PAGE EXTRACT ▸
We had Minister Wyatt, the member for Hasluck, in the Northern Territory a fortnight ago, after the very dreadful events at Yuendumu. He attended a meeting at Blatherskite Park in Alice Springs. He was asked by Valerie Martin, a senior woman from Yuendumu, why they should be getting the BasicsCard. You know what he said? He said, 'If you didn't ask for it, you shouldn't be getting it.' Cute. That is very cute, given that his government—the government he is a part of, the cabinet he is a part of—made a decision to impose this upon the Northern Territory Aboriginal community without their consent. I agree with him. If you didn't ask for it and you don't want it, you shouldn't get it. But that's not what's happening. As a continuation of the way in which the intervention started, we've got the same headspace happening here in this place.
I was with an Aboriginal woman here yesterday, walking around the halls of the parliament, looking at the wonderful, beautiful Aboriginal art. She said: 'Look, isn't this fantastic? This art, people appreciating our art. Why don't they appreciate us?' It's great to see the art, but what about the people who painted it? What are you saying to them and about them? The same people who paint this art have no rights. What you're intending to do through this legislation is ensure they will not have the right to say yes or no, because there's been no consultation. It is absolutely shameful.
We heard from the member for Barton about the evidence from the Menzies School of Health Research—that birth weights have actually fallen. If you combine this card with the deplorable CDP arrangement, where people are being breached, people are going hungry—you'd think the government would match the two. You'd think: why is it that less money is being spent in stores? Why is it that families are going hungry? You'd imagine that, if you understood it, you'd work through this system and say, 'Hang on, compulsory income management, CDP, breaching—it doesn't work.' But, no, the light just does not go on because you won't switch it on.
To add to the ludicrous nature of all this, it's intended that these cards will be posted out to people. Well, good luck with that! I don't know of any Aboriginal community where there is a postal service, where people have home delivery. There's none in the Northern Territory. So you'll post these cards to a central depository in the community, and people will say: 'Well, I think my mail's there. It may not be there. I don't collect my mail. I never see if I get mail.' And then you'll get a huge number of 'return to sender'. Then, of course, there's the phone system or the internet network. It's unreliable; it doesn't work. How are people going to manage this card, if they actually get it through the mail system? The government have not thought about it. Why would you not know, if you are going to impose this upon people, that there are no mail delivery services?
The government have no plan, as we understand it, to advise people what the cutover time is. I'm just amazed that, after so long in this place, we continue to treat people so bloody poorly. I am amazed that, as the member for Lingiari, the people I represent are being treated with such bloody disrespect.

TASKS TO PERFORM ▸
(a) In the speech on the BasicsCard, where did Minister Wyatt attend a meeting?
(b) Please say whether each statement agrees with the speech on the BasicsCard, answering yes or no and quoting the deciding words: (i) Valerie Martin is a senior woman from Yuendumu. (ii) The evidence from the Menzies School of Health Research shows that birth weights have risen. (iii) The cards are meant to be sent to people by post.
(c) Reproduce the part of the speech on the BasicsCard that opens with the words containing "The government have no plan, as" and closes with "such bloody disrespect.".

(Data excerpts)
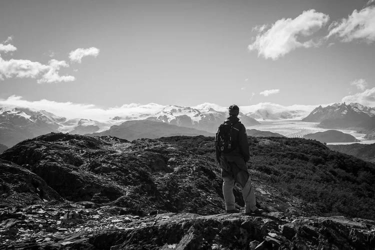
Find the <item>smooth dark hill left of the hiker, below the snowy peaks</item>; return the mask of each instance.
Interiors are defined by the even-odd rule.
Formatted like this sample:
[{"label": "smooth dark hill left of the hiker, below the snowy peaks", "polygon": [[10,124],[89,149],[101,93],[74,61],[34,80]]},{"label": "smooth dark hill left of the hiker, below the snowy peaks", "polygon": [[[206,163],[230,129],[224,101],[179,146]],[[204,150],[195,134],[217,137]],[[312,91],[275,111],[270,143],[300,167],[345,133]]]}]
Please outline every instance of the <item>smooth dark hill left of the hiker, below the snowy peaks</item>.
[{"label": "smooth dark hill left of the hiker, below the snowy peaks", "polygon": [[[217,129],[217,128],[216,128]],[[120,125],[113,125],[108,130],[86,134],[88,136],[110,135],[119,138],[134,140],[136,138],[159,138],[174,135],[205,135],[213,136],[213,133],[197,130],[195,128],[170,125],[166,122],[151,120],[128,120]]]}]

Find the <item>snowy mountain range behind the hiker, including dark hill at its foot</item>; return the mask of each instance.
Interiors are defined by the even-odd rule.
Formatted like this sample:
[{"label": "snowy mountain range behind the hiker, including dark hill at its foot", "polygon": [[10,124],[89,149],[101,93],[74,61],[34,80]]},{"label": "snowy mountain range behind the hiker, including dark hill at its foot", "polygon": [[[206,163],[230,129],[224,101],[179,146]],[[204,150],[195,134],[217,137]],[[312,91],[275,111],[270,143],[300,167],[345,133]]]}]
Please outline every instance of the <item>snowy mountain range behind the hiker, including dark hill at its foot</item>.
[{"label": "snowy mountain range behind the hiker, including dark hill at its foot", "polygon": [[[241,112],[238,116],[245,126],[260,124]],[[170,135],[212,135],[226,117],[227,111],[217,111],[211,107],[198,109],[175,105],[165,106],[154,113],[134,113],[114,116],[106,120],[66,118],[45,110],[0,107],[0,143],[12,146],[22,140],[49,132],[115,134],[127,139]],[[126,122],[128,120],[138,121]],[[138,128],[136,129],[134,125]],[[139,128],[144,130],[141,131]],[[123,134],[119,134],[119,131]]]}]

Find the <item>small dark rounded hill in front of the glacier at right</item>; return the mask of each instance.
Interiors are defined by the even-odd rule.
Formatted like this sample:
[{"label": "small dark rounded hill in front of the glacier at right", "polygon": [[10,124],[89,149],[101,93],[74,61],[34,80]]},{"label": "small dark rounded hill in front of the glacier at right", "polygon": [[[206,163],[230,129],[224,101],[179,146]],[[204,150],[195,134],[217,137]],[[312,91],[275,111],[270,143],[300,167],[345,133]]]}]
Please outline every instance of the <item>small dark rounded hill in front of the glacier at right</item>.
[{"label": "small dark rounded hill in front of the glacier at right", "polygon": [[315,139],[320,142],[358,142],[354,136],[337,130],[326,130],[324,132],[308,133],[303,135],[306,139]]}]

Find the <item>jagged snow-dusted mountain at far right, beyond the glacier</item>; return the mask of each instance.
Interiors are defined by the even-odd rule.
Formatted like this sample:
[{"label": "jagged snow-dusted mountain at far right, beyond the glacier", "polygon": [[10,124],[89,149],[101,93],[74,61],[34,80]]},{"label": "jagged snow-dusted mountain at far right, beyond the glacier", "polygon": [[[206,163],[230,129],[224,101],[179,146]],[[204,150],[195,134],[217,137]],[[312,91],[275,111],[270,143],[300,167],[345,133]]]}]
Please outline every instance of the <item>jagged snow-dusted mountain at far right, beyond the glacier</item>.
[{"label": "jagged snow-dusted mountain at far right, beyond the glacier", "polygon": [[326,107],[320,105],[302,121],[320,122],[319,126],[324,128],[354,128],[373,116],[373,110],[359,103],[334,103]]}]

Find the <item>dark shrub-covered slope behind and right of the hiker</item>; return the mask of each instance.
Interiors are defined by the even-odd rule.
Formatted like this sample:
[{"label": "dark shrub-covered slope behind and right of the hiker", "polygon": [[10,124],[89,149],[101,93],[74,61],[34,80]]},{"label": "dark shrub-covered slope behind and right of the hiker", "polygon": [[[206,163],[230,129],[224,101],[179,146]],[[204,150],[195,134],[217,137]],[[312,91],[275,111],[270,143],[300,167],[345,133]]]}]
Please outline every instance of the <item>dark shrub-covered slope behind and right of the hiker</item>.
[{"label": "dark shrub-covered slope behind and right of the hiker", "polygon": [[[177,143],[215,161],[213,137],[174,136]],[[375,165],[302,138],[248,137],[251,177],[317,206],[324,215],[375,219]]]}]

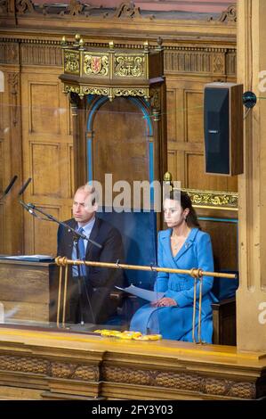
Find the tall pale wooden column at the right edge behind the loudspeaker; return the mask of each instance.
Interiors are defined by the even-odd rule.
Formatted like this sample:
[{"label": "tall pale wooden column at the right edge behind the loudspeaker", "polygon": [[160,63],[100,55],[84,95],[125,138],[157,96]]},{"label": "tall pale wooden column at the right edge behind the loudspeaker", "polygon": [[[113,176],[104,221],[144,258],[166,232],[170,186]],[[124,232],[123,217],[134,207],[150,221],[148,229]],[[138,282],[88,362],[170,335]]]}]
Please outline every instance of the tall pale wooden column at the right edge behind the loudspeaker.
[{"label": "tall pale wooden column at the right edge behind the loudspeaker", "polygon": [[[244,91],[260,92],[266,70],[266,2],[238,1],[238,82]],[[245,172],[238,177],[239,267],[237,293],[238,349],[266,351],[266,101],[259,99],[246,115]],[[264,314],[263,314],[264,310]],[[264,324],[263,324],[264,323]]]}]

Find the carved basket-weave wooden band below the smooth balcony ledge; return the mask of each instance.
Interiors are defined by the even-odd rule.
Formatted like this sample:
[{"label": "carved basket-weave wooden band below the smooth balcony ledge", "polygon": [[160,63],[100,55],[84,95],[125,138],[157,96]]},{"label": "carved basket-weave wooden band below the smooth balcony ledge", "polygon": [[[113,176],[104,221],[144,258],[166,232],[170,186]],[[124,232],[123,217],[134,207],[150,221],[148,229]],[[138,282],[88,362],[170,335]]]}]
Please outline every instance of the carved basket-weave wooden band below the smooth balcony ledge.
[{"label": "carved basket-weave wooden band below the smooth balcony ledge", "polygon": [[[59,362],[42,357],[19,357],[0,355],[0,370],[27,374],[42,374],[47,377],[84,382],[99,382],[99,366]],[[206,374],[141,369],[135,366],[101,367],[101,380],[173,390],[189,390],[210,396],[225,398],[256,398],[255,382],[238,382],[232,379],[208,377]],[[263,393],[264,394],[264,393]]]}]

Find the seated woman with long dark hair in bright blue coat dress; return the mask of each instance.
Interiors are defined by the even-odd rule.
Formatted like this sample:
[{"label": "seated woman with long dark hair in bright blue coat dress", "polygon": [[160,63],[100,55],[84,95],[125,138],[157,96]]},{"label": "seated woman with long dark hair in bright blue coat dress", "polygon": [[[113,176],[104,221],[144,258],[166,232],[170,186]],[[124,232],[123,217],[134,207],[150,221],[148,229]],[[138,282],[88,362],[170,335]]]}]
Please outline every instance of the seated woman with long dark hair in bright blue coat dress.
[{"label": "seated woman with long dark hair in bright blue coat dress", "polygon": [[[200,230],[197,214],[187,193],[180,199],[173,192],[164,201],[165,222],[169,227],[158,234],[158,267],[214,272],[214,257],[209,234]],[[212,294],[213,277],[203,276],[201,339],[212,343],[213,312],[217,301]],[[197,299],[198,299],[197,283]],[[134,314],[130,328],[141,333],[161,333],[164,339],[192,340],[194,279],[190,275],[159,272],[154,286],[164,292],[157,301],[142,306]],[[198,300],[195,338],[197,339]]]}]

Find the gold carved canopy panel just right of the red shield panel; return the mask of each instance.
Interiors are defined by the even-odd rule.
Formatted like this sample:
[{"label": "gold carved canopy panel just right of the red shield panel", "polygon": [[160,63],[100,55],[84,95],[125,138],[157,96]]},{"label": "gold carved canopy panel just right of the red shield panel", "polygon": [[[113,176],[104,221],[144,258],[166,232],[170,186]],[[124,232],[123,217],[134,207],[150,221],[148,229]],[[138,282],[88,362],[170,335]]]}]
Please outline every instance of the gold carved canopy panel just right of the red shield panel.
[{"label": "gold carved canopy panel just right of the red shield panel", "polygon": [[144,77],[145,57],[141,55],[116,54],[114,73],[118,77]]}]

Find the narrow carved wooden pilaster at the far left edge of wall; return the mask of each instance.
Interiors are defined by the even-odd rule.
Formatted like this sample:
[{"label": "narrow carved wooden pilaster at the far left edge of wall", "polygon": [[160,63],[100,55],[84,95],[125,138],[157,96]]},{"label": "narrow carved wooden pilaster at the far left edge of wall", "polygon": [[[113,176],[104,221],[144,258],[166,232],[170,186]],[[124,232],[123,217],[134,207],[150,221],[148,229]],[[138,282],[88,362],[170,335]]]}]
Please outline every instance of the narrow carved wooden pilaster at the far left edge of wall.
[{"label": "narrow carved wooden pilaster at the far left edge of wall", "polygon": [[19,45],[14,42],[1,44],[5,66],[4,92],[0,111],[0,165],[2,186],[9,184],[14,175],[16,185],[1,202],[1,249],[4,253],[17,254],[23,251],[22,208],[14,199],[22,183],[21,160],[21,102],[20,102],[20,54]]}]

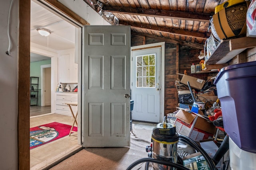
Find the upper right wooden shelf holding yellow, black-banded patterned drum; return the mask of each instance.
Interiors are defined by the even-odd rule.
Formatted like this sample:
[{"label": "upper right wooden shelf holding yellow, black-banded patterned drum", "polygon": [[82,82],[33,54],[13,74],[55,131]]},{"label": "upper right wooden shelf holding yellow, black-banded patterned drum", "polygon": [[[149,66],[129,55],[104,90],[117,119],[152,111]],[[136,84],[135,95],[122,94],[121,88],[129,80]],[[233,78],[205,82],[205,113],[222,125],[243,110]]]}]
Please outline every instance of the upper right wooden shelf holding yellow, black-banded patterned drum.
[{"label": "upper right wooden shelf holding yellow, black-banded patterned drum", "polygon": [[248,20],[252,17],[250,3],[244,0],[227,0],[216,6],[215,14],[210,20],[211,35],[205,43],[207,64],[227,63],[245,49],[256,47],[256,39],[254,36],[250,37],[250,29],[247,27]]}]

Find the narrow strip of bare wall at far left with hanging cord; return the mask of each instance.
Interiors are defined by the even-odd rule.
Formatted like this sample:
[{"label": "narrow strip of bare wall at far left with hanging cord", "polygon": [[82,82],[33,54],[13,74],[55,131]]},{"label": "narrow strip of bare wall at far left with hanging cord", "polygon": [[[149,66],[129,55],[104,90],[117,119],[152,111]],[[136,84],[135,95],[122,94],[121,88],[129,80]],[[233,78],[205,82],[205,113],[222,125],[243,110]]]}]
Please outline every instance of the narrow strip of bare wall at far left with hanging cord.
[{"label": "narrow strip of bare wall at far left with hanging cord", "polygon": [[13,0],[10,15],[8,51],[8,14],[11,0],[0,2],[0,169],[18,169],[18,0]]}]

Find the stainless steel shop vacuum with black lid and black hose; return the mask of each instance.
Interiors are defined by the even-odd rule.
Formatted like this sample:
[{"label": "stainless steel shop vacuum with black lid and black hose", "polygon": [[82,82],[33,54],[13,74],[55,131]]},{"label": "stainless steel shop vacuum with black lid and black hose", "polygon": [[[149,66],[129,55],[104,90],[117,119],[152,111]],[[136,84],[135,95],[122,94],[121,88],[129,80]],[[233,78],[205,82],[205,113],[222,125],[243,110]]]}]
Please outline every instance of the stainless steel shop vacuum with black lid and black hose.
[{"label": "stainless steel shop vacuum with black lid and black hose", "polygon": [[[136,165],[146,162],[145,170],[149,170],[149,163],[152,162],[150,170],[190,170],[183,166],[182,158],[178,155],[178,142],[184,142],[194,147],[206,159],[210,170],[217,170],[214,161],[208,154],[192,139],[178,135],[175,125],[166,122],[166,117],[162,123],[158,123],[152,131],[152,145],[146,147],[148,158],[142,158],[130,166],[126,170],[131,170]],[[220,158],[223,155],[220,156]],[[219,159],[220,160],[220,159]]]}]

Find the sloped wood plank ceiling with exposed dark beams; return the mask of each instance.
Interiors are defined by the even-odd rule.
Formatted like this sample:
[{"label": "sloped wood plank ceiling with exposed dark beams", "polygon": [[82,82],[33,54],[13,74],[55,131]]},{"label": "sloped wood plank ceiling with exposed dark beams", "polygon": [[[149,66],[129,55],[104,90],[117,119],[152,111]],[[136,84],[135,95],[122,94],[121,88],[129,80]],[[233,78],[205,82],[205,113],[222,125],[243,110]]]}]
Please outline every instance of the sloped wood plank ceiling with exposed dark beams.
[{"label": "sloped wood plank ceiling with exposed dark beams", "polygon": [[99,1],[84,0],[103,16],[113,14],[117,25],[131,25],[132,35],[203,49],[214,9],[226,0]]}]

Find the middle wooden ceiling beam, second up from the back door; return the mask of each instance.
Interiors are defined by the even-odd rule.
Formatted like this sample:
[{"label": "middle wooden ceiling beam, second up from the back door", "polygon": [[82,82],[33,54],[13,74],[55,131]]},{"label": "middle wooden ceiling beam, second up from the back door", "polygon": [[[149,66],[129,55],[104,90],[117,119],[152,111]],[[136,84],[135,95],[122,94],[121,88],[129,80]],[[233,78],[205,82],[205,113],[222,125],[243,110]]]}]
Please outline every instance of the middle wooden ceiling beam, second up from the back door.
[{"label": "middle wooden ceiling beam, second up from the back door", "polygon": [[156,25],[145,25],[145,24],[139,24],[139,23],[126,22],[126,21],[119,21],[119,24],[131,25],[131,27],[138,27],[140,29],[154,30],[158,32],[166,32],[174,35],[182,35],[182,36],[194,37],[194,38],[200,38],[200,39],[207,39],[208,37],[210,37],[210,33],[204,34],[204,33],[199,33],[195,31],[183,30],[183,29],[159,27]]}]

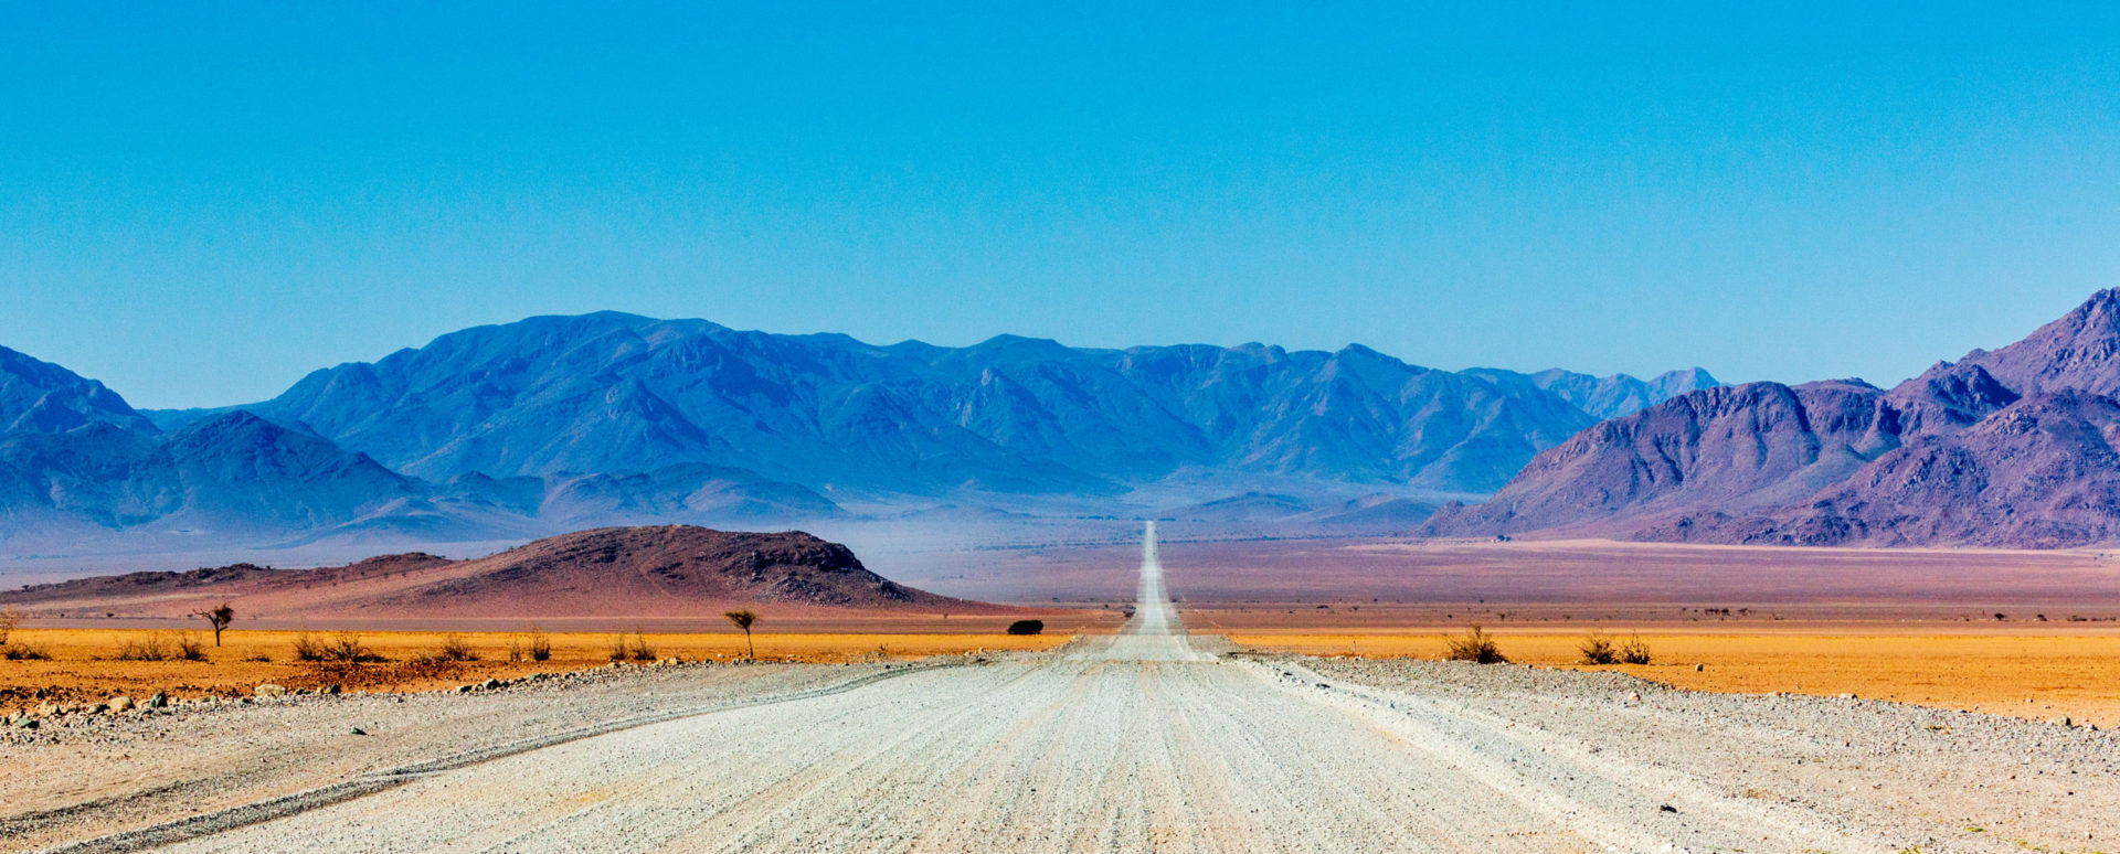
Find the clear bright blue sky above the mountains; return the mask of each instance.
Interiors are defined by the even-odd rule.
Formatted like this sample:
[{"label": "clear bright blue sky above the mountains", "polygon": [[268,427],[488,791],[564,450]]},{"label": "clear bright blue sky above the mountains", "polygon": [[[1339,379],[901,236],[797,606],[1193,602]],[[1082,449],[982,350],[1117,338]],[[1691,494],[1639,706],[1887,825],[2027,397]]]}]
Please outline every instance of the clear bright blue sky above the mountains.
[{"label": "clear bright blue sky above the mountains", "polygon": [[2120,284],[2114,4],[0,0],[0,343],[530,314],[1891,384]]}]

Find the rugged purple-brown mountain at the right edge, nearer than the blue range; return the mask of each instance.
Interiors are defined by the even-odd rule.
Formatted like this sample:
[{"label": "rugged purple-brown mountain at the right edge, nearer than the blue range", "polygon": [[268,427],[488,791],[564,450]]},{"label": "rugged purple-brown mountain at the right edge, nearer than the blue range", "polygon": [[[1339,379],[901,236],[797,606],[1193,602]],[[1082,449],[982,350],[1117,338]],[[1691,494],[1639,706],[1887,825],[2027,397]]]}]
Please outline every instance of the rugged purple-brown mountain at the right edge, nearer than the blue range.
[{"label": "rugged purple-brown mountain at the right edge, nearer than the blue range", "polygon": [[2120,290],[2025,341],[1859,381],[1685,394],[1552,447],[1444,536],[1577,530],[1772,545],[2120,538]]}]

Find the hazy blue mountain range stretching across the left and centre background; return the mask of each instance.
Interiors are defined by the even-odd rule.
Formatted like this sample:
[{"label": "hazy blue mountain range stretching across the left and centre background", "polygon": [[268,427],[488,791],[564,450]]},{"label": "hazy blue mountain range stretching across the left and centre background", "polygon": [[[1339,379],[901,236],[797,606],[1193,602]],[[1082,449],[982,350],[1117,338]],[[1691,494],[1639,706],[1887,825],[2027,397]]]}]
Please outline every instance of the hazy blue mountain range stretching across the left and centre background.
[{"label": "hazy blue mountain range stretching across the left and centre background", "polygon": [[138,413],[0,350],[0,553],[519,540],[829,519],[848,500],[1073,515],[1143,485],[1145,511],[1270,487],[1297,496],[1202,513],[1403,530],[1427,496],[1492,492],[1592,413],[1704,386],[1698,369],[1433,371],[1361,345],[869,345],[589,314],[443,335],[250,407]]}]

OUTPUTS FOR THE TASKS ▸
(a) At Blatherskite Park in Alice Springs.

(b)
(i) Yes: "Valerie Martin, a senior woman from Yuendumu"
(ii) No: "birth weights have actually fallen"
(iii) Yes: "it's intended that these cards will be posted out to people"

(c)
The government have no plan, as we understand it, to advise people what the cutover time is. I'm just amazed that, after so long in this place, we continue to treat people so bloody poorly. I am amazed that, as the member for Lingiari, the people I represent are being treated with such bloody disrespect.